_Goal_
Write the material out again exactly as it stands.

_Working data_
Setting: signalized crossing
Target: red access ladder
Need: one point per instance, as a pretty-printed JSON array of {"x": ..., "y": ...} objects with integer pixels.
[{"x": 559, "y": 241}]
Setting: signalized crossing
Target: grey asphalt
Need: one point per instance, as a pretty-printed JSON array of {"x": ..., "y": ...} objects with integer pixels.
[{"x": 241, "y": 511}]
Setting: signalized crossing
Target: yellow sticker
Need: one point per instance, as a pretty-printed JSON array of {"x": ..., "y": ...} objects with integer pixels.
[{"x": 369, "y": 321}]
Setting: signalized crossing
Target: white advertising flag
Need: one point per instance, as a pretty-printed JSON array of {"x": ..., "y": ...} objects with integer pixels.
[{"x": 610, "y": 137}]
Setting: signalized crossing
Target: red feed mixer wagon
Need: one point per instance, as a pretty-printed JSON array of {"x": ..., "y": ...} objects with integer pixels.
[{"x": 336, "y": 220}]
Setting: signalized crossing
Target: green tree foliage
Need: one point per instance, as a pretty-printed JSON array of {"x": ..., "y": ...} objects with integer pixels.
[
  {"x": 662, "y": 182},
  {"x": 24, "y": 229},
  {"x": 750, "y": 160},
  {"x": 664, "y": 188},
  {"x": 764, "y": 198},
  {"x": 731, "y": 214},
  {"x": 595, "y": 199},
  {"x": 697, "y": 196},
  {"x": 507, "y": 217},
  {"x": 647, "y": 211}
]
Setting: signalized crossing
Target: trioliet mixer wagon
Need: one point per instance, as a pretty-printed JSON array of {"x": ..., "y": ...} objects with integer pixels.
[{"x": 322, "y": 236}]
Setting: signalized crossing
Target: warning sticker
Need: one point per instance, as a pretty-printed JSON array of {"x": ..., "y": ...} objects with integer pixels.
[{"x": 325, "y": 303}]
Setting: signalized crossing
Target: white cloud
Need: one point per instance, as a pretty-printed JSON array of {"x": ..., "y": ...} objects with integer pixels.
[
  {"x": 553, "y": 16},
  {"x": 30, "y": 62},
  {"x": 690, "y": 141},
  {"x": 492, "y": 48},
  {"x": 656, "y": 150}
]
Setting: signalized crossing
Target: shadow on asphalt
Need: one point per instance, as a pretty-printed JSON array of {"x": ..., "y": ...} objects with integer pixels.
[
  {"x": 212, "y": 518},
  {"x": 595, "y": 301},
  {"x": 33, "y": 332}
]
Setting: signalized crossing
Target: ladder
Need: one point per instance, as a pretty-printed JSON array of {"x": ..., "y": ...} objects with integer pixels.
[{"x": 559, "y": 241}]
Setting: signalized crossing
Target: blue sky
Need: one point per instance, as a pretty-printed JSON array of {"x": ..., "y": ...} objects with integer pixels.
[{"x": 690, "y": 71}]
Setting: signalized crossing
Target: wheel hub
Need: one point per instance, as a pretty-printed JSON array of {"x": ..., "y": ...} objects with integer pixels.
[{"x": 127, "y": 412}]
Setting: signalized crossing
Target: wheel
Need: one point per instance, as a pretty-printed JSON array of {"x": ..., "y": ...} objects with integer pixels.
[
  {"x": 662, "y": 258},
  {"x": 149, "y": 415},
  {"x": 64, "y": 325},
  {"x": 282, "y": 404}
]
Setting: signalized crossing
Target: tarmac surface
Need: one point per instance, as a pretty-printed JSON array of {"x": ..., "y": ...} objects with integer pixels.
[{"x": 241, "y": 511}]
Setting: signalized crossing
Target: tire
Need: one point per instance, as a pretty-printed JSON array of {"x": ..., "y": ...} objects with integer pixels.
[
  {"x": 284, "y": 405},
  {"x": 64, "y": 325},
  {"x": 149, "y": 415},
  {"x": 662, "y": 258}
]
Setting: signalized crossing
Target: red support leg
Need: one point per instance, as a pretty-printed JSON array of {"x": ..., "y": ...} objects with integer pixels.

_Response to this task_
Setting: signalized crossing
Target: red access ladder
Need: one point per instance, as a pretty-printed JSON array of {"x": ..., "y": ...} objects with integer pixels.
[{"x": 559, "y": 241}]
Setting: signalized crossing
Target: grey asphalt
Need: one point per instance, as a pretty-printed JSON array of {"x": ..., "y": ...} objects with integer pixels.
[{"x": 241, "y": 511}]
Setting: signalized crossing
Target: yellow sticker
Need: one point per instance, as a pretty-printed JSON array of {"x": ..., "y": ...} objects with integer pixels.
[{"x": 369, "y": 321}]
Setting: signalized crossing
Target: white advertising flag
Need: one point per instance, as a pretty-printed JSON array of {"x": ..., "y": ...} objects with integer pixels.
[{"x": 610, "y": 137}]
Setting: signalized crossing
Target: red feed mixer wagon
Need: one point per instance, as a pretty-printed JSON array of {"x": ..., "y": ...} objects with integer pixels.
[{"x": 336, "y": 220}]
Setting: signalized crossing
Target: green tree foliage
Need: one point per instance, as a pretty-printed JSON array of {"x": ..., "y": ...} objects with integer pixels.
[
  {"x": 662, "y": 182},
  {"x": 24, "y": 229},
  {"x": 750, "y": 160},
  {"x": 664, "y": 188},
  {"x": 764, "y": 198},
  {"x": 731, "y": 214},
  {"x": 595, "y": 199},
  {"x": 697, "y": 196},
  {"x": 507, "y": 217},
  {"x": 647, "y": 211}
]
Setting: signalized crossing
Target: trioliet mixer wagon
Need: one point per instance, as a pretty-printed JSON array of {"x": ..., "y": ...} objects with integer pixels.
[{"x": 322, "y": 236}]
Setting: signalized crossing
Target: warning sticker
Need: one point per instance, as a pretty-printed JSON array of {"x": ..., "y": ...} objects with integer pixels.
[{"x": 325, "y": 303}]
Setting: signalized crossing
Target: white cloud
Need: one point per instance, as a pretty-printed JSON array of {"x": ..., "y": ...} objects with integer pixels.
[
  {"x": 553, "y": 16},
  {"x": 30, "y": 62},
  {"x": 690, "y": 141},
  {"x": 492, "y": 48},
  {"x": 656, "y": 150}
]
Setting: signalized crossing
Target: shadow on asphalt
Need: one point per instance, as a pretty-printed JSON array of {"x": ..., "y": ...} objects with integer pixels.
[
  {"x": 212, "y": 518},
  {"x": 595, "y": 301},
  {"x": 33, "y": 332}
]
Setting: signalized crossing
Target: ladder
Need: one point per instance, as a pretty-printed JSON array of {"x": ..., "y": ...} objects with integer pixels.
[{"x": 559, "y": 241}]
Setting: signalized crossing
Target: blue sky
Need: one point per instance, as a pretty-printed JSON array of {"x": ..., "y": ...} objects with integer pixels.
[{"x": 690, "y": 71}]
Setting: signalized crossing
Target: wheel hub
Need: one point per instance, as a pretty-printed JSON array of {"x": ..., "y": ...} objects with integer pixels.
[{"x": 127, "y": 412}]
Setting: signalized crossing
Target: wheel
Need: one point per instance, as a pretty-printed JSON array of {"x": ..., "y": ...} objects with integer pixels.
[
  {"x": 662, "y": 258},
  {"x": 149, "y": 415},
  {"x": 64, "y": 325},
  {"x": 282, "y": 404}
]
Setting: signalized crossing
Target: tarmac surface
Need: one point per instance, as a pretty-printed JSON array of {"x": ..., "y": ...} objects with integer pixels.
[{"x": 241, "y": 511}]
Setting: signalized crossing
Target: tire
Need: one point per instance, as a pretty-printed JSON array of {"x": ..., "y": ...} objects with integer pixels.
[
  {"x": 284, "y": 405},
  {"x": 64, "y": 325},
  {"x": 149, "y": 415},
  {"x": 662, "y": 258}
]
Setting: signalized crossing
Target: red support leg
Need: one point per instance, as a pretty-printed JSON array of {"x": ..., "y": ...} objects with integer pixels.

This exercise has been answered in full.